__DOCUMENT EXCERPT__

Both notations of what really transpired appear to be false. (Never trust Wikipedia!)

 

Warren did instruct O’Rorke to send his 526 strong regiment in the direction of the 16th Michigan that was failing under the intense pressure from the 4th and 5th Texas then preparing their third assault of the day. O’Rorke sent a messenger telling Weeks of his change in plans and “…ordered his men to move double-quick to the summit. Upon reaching the summit, the men did not have time to fix bayonets but rushed to support the 16th Michigan.”

 

This action was unorthodox and not to be found in any drill manual. Accomplishing this feat demonstrated the skill and discipline O’Rorke had instilled in his regiment. His men fired individually as they crested the summit. The Texans returned fire and O’Rorke fell dead. Several New Yorkers fired at this soldier and his body was found to have 17 bullet wounds.

 

Hand to hand fighting ensued as the Texans were driven from the western side of the hill at the same time Chamberlain was clearing the eastern side. Faced with these failures, Robert E. Lee ordered a general withdrawal and so ended the day’s battle.

__ACTION ITEM 1__
In the Civil War battle account, reproduce everything from "This action was" down to "the day’s battle.", replacing "Texans" with "Confederates" throughout.
__ACTION ITEM 2__
According to the battle account, how many men were in O’Rorke’s regiment?
__ACTION ITEM 3__
Pick up the account of O’Rorke’s regiment in the battle after its final sentence.

__STUDY MATERIAL__
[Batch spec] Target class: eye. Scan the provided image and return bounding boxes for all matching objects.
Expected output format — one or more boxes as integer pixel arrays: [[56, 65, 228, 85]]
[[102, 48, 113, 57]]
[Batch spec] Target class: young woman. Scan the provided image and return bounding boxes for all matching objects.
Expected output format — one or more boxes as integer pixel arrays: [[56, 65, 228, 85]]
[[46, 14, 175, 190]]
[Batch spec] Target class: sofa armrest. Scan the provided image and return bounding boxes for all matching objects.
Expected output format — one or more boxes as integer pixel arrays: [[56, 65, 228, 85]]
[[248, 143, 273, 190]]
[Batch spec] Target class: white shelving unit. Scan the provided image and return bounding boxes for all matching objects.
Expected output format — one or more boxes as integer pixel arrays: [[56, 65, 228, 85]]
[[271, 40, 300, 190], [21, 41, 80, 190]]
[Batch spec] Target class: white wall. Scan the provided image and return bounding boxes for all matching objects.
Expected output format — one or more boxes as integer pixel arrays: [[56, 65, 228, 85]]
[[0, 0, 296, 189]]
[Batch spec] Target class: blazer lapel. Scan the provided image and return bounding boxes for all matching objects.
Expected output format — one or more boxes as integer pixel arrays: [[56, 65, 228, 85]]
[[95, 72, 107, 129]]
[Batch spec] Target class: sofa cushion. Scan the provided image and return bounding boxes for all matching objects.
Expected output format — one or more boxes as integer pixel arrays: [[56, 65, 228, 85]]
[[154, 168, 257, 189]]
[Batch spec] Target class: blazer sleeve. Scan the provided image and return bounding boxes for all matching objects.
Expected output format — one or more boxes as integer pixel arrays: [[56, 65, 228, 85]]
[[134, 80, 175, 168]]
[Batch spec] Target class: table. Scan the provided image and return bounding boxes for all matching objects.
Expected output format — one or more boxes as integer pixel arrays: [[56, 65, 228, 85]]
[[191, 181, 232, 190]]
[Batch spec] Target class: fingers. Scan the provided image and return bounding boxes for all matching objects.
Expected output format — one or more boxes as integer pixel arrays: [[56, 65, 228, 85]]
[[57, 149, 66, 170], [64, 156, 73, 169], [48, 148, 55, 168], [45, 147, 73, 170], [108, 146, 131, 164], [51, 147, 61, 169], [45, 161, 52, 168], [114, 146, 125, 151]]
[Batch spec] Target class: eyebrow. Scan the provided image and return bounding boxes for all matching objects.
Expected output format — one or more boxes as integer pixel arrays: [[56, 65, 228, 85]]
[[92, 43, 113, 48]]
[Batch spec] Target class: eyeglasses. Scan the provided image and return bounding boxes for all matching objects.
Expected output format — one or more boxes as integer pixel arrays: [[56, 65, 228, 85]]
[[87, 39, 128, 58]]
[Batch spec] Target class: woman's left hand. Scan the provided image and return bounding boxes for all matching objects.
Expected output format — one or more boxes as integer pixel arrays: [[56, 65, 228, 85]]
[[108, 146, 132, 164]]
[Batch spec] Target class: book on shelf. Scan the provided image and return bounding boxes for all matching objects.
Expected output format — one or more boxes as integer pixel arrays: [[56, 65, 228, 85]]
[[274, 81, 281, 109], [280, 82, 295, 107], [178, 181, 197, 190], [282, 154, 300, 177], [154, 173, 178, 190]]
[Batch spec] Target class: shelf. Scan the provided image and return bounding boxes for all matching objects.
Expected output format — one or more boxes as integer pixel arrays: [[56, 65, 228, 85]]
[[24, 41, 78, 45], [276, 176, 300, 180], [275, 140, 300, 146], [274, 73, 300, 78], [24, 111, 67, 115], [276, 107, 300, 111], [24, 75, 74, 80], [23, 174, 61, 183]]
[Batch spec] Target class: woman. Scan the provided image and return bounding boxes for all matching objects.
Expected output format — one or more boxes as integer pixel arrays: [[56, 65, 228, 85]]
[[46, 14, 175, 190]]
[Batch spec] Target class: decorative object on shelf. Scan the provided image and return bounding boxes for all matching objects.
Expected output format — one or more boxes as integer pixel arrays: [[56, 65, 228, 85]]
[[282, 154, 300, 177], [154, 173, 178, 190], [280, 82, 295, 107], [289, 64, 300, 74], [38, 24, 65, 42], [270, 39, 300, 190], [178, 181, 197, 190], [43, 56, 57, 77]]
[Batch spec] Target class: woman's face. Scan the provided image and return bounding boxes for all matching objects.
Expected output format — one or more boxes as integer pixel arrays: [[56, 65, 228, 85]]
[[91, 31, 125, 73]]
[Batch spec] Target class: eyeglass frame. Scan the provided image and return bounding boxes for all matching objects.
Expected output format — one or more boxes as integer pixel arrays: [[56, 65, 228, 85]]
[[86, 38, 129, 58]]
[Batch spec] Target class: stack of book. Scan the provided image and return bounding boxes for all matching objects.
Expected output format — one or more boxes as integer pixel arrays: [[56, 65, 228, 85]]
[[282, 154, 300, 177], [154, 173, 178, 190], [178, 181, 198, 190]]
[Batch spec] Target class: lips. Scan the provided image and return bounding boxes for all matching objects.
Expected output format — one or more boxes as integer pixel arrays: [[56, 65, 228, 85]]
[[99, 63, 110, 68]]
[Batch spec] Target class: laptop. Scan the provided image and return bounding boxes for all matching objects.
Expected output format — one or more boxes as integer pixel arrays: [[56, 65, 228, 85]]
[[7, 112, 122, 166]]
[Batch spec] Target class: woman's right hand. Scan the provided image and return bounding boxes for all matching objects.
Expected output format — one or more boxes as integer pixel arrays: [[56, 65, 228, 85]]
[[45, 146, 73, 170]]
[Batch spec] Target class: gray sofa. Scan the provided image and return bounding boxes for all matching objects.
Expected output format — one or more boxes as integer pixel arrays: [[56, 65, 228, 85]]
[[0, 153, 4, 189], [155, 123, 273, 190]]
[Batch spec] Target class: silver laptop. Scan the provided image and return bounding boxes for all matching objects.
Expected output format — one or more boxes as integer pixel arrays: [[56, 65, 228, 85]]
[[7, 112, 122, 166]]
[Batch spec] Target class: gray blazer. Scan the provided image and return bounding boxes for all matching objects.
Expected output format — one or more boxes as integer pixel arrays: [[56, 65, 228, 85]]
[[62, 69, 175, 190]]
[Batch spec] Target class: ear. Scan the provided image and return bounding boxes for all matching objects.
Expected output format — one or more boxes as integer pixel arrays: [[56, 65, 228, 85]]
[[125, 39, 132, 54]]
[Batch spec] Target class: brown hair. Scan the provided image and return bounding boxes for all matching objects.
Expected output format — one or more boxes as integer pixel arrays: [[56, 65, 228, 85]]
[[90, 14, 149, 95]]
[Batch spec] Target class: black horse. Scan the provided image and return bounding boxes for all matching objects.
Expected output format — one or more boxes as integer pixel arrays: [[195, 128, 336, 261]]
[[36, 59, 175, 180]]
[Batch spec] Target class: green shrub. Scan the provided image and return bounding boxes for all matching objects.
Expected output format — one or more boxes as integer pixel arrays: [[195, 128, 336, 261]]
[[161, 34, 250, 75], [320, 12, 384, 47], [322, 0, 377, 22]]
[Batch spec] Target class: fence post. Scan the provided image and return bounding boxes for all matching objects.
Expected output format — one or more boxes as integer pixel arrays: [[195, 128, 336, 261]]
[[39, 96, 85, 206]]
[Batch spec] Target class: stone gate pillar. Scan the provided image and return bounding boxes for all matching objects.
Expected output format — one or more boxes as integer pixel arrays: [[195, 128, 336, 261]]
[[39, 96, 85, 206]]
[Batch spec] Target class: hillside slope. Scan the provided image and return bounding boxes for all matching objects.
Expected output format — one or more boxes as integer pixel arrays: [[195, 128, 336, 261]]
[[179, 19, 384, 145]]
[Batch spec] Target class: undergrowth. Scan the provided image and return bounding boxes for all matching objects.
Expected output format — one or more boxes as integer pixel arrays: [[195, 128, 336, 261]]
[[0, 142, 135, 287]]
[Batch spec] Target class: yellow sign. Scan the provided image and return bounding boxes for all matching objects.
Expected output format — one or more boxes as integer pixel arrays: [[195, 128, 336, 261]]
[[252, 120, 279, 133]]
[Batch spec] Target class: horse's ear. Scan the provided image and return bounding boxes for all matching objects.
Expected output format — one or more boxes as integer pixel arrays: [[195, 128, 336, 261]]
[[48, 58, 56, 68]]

__REPLY 1__
This action was unorthodox and not to be found in any drill manual. Accomplishing this feat demonstrated the skill and discipline O’Rorke had instilled in his regiment. His men fired individually as they crested the summit. The Confederates returned fire and O’Rorke fell dead. Several New Yorkers fired at this soldier and his body was found to have 17 bullet wounds.

 

Hand to hand fighting ensued as the Confederates were driven from the western side of the hill at the same time Chamberlain was clearing the eastern side. Faced with these failures, Robert E. Lee ordered a general withdrawal and so ended the day’s battle.

__REPLY 2__
526

__REPLY 3__
“Patrick O’Rorke and the men of the 140th arrived at a critical moment to shore up the crumbling (Union) flank. Colonel O’Rorke may not deserve the title of the hero of Little Round Top, but his actions should earn him the recognition on a par with Chamberlain.”

 

In 1889, the state of New York erected a monument to the 140th on the western face of the hill featuring a brass relief bust of Patrick O’Rorke.

 

If you visit the battlefield be sure to make a stop on the western ridge of Little Round Top. O’Rorke’s aquiline nose is the most prominent feature on the monument and, in a curious twist of human irony, rubbing it is considered a good luck charm. As a result, his nose looks as if it had been polished that morning even though the rest of his bust and the stone is weathered and worn.

 

Perhaps fame comes in different disguises?